--- What to work on ---
Begin at the top of the following data. Copy each line exactly until you have copied the line containing "Target: apron strap".

--- Records supplied ---

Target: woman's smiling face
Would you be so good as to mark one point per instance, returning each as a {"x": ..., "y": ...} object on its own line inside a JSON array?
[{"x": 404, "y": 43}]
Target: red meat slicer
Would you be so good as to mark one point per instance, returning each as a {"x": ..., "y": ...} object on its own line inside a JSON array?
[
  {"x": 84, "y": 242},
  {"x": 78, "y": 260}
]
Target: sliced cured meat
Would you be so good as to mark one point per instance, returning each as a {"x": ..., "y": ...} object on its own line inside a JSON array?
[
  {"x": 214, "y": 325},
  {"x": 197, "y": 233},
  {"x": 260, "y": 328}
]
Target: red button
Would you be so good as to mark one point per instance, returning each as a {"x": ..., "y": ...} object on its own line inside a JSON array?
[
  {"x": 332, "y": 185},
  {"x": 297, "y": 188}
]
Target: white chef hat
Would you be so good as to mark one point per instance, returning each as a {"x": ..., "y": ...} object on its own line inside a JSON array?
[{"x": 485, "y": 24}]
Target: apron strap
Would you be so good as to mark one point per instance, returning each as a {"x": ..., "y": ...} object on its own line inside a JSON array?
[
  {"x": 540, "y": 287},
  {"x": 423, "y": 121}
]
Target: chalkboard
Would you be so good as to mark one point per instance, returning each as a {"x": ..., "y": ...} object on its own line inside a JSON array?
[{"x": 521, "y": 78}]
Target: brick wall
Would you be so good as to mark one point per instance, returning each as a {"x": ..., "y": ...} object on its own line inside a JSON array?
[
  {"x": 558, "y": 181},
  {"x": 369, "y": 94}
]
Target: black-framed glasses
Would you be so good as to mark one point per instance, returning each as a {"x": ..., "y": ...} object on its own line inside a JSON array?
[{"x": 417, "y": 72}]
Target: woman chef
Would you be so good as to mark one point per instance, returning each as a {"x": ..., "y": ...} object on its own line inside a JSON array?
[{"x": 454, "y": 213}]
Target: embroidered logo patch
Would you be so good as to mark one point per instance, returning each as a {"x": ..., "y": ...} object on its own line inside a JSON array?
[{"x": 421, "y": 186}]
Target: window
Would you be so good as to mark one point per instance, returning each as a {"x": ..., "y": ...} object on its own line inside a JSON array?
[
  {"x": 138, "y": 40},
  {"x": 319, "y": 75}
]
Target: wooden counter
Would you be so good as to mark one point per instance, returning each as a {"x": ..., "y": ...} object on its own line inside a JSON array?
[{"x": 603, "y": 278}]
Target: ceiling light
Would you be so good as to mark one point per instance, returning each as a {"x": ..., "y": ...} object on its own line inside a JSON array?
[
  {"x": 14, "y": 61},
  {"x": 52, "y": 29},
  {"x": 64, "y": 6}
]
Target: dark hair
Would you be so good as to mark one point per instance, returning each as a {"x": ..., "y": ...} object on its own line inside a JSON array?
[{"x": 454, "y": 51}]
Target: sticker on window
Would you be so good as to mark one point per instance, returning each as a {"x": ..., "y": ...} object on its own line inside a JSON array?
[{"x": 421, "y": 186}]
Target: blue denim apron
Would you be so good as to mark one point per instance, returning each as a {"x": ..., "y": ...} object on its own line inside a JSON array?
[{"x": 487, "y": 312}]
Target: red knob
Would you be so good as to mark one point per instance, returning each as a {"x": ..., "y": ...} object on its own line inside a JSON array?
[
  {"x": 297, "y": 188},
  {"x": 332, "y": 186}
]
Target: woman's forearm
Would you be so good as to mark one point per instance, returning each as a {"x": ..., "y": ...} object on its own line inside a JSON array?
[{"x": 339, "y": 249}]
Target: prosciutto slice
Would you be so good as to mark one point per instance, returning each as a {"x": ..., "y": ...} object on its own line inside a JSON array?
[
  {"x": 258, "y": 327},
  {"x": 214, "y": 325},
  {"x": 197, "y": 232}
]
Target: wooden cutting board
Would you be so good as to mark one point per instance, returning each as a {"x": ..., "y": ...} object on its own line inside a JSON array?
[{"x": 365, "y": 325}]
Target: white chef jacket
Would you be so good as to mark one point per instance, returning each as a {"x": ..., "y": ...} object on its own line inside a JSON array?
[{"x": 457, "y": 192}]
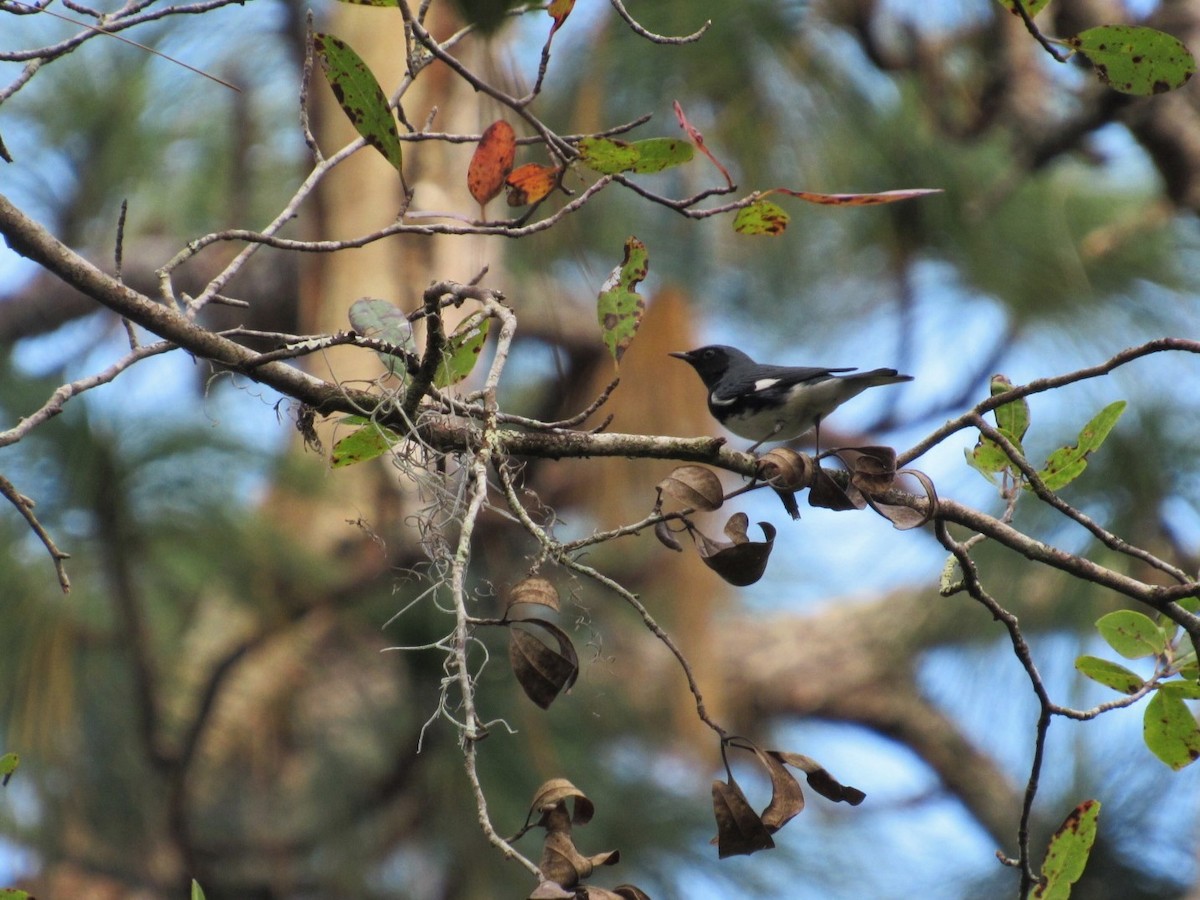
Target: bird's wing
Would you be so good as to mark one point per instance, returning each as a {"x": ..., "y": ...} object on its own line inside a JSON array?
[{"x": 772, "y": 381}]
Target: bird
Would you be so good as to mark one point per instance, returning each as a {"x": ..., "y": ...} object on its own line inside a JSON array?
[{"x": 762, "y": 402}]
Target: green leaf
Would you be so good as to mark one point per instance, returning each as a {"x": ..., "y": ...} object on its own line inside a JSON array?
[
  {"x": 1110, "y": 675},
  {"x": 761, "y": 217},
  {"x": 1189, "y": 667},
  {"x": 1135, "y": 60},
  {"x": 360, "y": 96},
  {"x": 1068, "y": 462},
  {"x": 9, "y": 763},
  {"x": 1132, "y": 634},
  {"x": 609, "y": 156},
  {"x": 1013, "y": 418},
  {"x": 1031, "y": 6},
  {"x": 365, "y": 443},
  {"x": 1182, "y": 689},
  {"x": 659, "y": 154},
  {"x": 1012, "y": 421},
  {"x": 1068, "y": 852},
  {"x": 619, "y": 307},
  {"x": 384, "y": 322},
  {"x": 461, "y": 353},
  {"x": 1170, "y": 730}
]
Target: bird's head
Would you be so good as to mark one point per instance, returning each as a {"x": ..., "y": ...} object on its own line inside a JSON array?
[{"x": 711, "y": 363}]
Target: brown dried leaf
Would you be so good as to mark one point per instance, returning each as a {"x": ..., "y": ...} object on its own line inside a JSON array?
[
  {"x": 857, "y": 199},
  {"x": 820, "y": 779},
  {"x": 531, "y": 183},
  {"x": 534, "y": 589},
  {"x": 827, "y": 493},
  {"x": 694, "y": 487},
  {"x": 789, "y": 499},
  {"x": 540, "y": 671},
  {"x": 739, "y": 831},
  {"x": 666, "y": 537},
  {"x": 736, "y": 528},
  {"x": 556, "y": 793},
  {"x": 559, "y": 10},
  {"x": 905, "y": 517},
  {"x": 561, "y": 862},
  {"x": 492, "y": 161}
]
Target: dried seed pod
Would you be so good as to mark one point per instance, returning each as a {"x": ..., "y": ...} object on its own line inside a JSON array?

--- Answer box ---
Target: woman's smiling face
Would you be so good as to mark one point per instance, returning each as a {"x": ..., "y": ...} object on its own line inside a JSON array?
[{"x": 404, "y": 43}]
Target: red meat slicer
Would you be so good as to mark one point per instance, returning each as a {"x": ..., "y": ...} object on its own line inside a JSON array?
[
  {"x": 84, "y": 242},
  {"x": 78, "y": 260}
]
Target: sliced cured meat
Would you be so good as to mark one point per instance, returning each as a {"x": ..., "y": ...} object on its own line inside a JSON array?
[
  {"x": 214, "y": 325},
  {"x": 197, "y": 233},
  {"x": 260, "y": 328}
]
Target: red button
Would you be so good as to mark one point per instance, returning each as a {"x": ..., "y": ...} object on its own line inside a JSON array?
[
  {"x": 332, "y": 185},
  {"x": 297, "y": 188}
]
Target: white chef hat
Would you be so good as to mark one point per instance, returning each as a {"x": ..., "y": ...} object on its own line inside a JSON array?
[{"x": 485, "y": 24}]
Target: apron strap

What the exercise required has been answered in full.